▶ [AUFGABE]:
Liste jede Zeile des folgenden Materials auf, in der die Zeichenfolge „soccer“ vorkommt, und gib sie vollständig wieder.

[Annotationsdatensätze zu Bildrahmen]

——

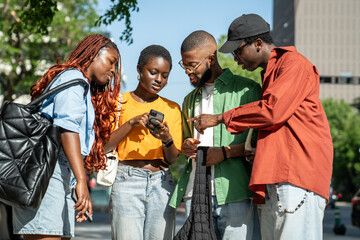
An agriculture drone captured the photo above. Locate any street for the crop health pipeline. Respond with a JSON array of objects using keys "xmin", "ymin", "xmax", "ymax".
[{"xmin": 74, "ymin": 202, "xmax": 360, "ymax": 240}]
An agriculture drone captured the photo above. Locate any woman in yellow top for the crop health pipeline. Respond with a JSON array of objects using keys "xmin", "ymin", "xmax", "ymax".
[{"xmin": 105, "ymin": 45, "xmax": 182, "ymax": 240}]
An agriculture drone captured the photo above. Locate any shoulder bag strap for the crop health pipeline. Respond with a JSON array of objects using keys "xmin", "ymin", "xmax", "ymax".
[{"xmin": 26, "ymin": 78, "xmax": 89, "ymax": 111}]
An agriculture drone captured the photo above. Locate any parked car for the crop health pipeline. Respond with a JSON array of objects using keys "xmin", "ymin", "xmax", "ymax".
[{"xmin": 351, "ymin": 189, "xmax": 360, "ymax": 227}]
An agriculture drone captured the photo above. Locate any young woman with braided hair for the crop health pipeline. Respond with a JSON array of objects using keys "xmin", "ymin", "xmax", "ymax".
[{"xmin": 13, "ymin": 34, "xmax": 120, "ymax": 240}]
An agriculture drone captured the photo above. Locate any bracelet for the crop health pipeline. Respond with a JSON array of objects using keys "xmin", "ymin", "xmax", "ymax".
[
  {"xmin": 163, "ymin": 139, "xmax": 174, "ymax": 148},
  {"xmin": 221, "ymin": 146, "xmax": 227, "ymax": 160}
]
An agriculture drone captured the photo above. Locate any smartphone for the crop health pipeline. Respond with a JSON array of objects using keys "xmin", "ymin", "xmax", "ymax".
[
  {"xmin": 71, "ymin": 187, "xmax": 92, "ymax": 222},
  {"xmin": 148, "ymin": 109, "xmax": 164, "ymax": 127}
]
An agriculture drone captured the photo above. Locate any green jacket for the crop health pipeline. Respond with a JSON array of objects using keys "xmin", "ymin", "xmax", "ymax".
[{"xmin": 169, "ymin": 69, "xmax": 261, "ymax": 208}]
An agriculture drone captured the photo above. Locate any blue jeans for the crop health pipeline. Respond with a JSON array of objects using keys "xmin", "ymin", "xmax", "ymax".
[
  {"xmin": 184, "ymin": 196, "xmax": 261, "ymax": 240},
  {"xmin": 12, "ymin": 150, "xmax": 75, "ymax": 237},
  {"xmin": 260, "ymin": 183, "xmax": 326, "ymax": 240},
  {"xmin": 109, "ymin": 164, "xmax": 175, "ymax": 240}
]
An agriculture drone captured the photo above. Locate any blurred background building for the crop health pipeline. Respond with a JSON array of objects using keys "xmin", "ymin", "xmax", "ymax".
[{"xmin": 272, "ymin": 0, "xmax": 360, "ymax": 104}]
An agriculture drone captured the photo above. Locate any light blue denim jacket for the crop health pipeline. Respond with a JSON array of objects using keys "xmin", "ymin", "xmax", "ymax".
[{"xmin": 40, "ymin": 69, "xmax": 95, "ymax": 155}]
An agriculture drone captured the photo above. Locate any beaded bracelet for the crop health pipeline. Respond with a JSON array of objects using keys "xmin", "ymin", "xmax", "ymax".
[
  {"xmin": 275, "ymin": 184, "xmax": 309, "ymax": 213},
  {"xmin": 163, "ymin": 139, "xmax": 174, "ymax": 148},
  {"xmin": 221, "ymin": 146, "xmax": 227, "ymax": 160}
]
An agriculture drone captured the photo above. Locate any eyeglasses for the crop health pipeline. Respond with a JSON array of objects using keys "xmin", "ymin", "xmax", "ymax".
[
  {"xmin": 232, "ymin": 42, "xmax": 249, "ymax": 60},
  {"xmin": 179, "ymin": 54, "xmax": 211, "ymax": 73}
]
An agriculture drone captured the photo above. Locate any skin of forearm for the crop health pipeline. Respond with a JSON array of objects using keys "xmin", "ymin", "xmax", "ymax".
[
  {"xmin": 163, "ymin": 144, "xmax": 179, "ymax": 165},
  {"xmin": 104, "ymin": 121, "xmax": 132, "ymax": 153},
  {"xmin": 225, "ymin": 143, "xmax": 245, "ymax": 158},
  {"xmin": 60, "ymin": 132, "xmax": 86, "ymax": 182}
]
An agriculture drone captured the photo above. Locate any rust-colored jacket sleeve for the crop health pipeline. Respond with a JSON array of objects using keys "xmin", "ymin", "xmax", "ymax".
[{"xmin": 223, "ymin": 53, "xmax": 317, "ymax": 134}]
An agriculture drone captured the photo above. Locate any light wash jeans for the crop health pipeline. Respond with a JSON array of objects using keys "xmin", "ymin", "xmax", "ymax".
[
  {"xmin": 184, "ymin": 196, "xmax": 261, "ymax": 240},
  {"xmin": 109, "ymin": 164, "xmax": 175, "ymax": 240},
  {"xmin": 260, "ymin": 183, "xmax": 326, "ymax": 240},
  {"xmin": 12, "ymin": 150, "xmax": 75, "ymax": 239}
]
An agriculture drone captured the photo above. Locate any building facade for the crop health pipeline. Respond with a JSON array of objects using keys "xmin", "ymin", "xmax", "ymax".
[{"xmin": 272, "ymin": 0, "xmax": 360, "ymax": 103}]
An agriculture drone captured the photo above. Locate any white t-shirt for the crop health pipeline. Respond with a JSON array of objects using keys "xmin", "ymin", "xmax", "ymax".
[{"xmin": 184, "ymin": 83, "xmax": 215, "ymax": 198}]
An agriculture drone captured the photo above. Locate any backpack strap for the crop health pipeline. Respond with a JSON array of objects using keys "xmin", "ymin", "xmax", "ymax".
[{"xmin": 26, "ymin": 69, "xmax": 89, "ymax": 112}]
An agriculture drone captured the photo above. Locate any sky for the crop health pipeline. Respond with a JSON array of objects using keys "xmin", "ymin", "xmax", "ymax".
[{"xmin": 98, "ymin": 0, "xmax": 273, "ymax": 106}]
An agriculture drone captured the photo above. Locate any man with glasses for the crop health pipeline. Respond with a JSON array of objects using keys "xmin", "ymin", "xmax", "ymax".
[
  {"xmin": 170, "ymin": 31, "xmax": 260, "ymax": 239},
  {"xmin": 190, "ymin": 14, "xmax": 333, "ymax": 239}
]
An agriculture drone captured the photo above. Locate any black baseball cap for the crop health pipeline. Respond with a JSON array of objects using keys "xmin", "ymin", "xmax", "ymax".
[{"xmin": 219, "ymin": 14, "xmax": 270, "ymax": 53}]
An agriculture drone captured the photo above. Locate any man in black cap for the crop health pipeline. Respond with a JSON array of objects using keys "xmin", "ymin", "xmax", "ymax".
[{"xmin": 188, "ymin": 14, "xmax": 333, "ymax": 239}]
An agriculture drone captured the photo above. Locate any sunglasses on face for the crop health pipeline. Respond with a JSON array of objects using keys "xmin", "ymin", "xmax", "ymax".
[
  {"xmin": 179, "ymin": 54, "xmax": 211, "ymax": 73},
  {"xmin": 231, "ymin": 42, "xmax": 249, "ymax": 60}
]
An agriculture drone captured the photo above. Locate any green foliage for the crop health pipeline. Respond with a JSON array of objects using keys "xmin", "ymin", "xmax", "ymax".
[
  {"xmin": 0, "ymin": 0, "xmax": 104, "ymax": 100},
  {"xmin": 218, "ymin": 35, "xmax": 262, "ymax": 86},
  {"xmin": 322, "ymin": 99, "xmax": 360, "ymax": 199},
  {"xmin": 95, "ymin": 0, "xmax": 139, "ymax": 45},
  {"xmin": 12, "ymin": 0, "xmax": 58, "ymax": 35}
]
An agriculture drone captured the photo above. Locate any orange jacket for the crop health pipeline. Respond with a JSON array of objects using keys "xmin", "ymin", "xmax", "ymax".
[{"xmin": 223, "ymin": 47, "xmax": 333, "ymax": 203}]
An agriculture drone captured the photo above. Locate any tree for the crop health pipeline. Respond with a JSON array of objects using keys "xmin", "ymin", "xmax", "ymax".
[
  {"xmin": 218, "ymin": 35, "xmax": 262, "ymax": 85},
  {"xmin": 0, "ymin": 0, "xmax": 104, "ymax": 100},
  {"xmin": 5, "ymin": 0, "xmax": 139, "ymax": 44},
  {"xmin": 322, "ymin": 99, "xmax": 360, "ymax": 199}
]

——

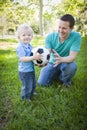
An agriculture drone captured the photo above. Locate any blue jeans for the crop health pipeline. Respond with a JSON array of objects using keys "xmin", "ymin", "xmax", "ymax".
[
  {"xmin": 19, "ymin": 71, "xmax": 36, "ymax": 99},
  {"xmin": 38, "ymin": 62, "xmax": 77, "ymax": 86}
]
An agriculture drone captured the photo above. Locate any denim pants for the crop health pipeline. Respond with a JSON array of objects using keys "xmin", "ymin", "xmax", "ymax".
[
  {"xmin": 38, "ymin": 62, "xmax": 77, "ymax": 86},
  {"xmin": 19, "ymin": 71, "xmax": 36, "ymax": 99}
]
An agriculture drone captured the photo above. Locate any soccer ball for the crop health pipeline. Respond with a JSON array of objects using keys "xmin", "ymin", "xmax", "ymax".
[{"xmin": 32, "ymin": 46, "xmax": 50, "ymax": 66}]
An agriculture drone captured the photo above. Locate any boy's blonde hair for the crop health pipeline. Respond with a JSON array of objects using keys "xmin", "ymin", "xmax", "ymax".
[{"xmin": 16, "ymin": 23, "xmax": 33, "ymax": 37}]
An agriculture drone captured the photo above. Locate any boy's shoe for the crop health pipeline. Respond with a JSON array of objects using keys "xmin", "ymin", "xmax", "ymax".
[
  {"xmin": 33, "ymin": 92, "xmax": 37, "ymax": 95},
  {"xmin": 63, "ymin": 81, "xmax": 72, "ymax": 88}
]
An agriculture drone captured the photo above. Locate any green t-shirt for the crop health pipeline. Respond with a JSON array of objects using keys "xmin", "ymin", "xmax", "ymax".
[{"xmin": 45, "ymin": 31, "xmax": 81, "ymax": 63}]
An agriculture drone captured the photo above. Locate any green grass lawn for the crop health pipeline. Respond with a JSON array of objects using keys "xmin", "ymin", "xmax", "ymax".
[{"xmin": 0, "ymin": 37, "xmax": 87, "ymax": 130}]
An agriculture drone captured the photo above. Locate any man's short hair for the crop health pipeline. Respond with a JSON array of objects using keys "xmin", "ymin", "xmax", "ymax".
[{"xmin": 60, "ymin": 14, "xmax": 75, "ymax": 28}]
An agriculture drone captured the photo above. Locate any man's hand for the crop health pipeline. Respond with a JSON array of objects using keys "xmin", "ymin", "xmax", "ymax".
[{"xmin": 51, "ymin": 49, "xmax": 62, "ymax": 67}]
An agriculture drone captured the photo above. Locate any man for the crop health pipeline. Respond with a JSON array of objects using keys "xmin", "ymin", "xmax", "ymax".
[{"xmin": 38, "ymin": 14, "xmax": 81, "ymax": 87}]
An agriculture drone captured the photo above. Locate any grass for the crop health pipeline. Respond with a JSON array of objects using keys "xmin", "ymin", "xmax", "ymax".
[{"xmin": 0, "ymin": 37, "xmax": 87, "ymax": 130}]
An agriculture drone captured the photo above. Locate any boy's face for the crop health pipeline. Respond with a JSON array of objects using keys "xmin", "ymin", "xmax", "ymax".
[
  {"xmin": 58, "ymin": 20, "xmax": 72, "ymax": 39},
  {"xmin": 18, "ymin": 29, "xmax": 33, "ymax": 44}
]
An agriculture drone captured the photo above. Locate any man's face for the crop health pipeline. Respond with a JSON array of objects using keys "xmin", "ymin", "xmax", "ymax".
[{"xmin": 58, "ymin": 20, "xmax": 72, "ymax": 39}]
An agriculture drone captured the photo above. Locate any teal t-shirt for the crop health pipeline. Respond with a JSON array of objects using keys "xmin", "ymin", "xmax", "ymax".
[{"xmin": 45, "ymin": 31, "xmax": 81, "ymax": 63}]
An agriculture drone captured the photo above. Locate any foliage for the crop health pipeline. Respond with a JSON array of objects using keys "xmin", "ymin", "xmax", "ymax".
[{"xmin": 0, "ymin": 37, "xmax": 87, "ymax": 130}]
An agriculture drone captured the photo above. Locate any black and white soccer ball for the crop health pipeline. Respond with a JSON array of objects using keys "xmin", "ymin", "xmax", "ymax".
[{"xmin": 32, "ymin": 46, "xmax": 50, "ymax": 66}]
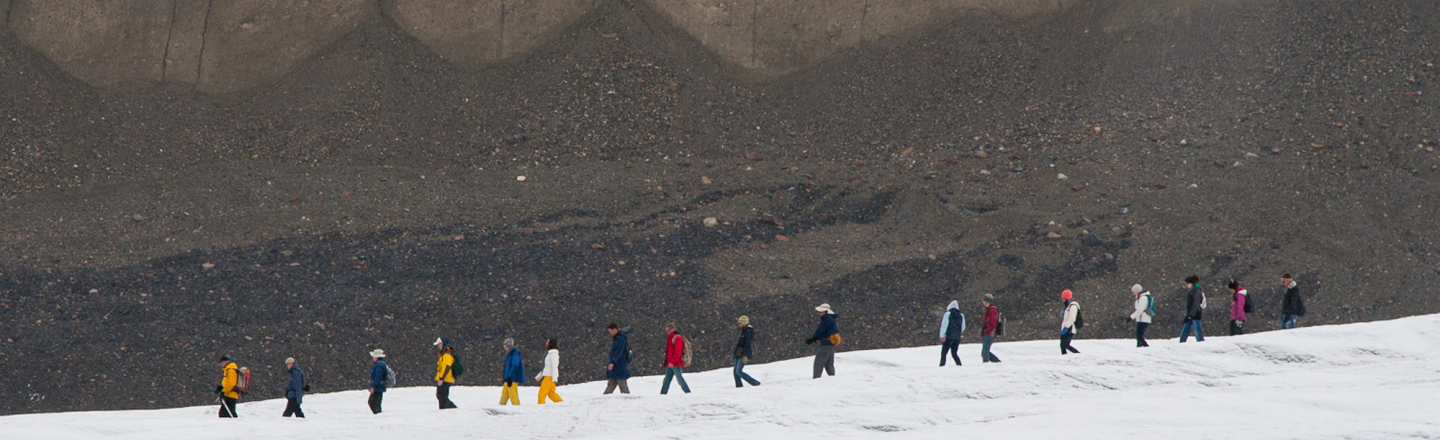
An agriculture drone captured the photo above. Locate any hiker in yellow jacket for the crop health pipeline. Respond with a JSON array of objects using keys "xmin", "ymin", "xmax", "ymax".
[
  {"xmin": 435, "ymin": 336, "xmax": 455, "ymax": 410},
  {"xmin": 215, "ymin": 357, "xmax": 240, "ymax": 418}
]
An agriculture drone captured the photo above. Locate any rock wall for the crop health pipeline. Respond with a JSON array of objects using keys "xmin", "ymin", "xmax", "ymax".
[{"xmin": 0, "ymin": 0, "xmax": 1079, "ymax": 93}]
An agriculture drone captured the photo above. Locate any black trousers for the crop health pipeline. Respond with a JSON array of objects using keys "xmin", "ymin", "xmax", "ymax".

——

▶ [LÖSUNG]:
An agriculture drone captured the photo above. Locate any soccer ball for the crop health pipeline. Respond with a JSON array of objects using keys "xmin", "ymin", "xmax", "ymax".
An agriculture drone captured the photo above. Locate any black and white soccer ball for the crop health pipeline. Respond with a JSON array of objects using keys "xmin", "ymin", "xmax", "ymax".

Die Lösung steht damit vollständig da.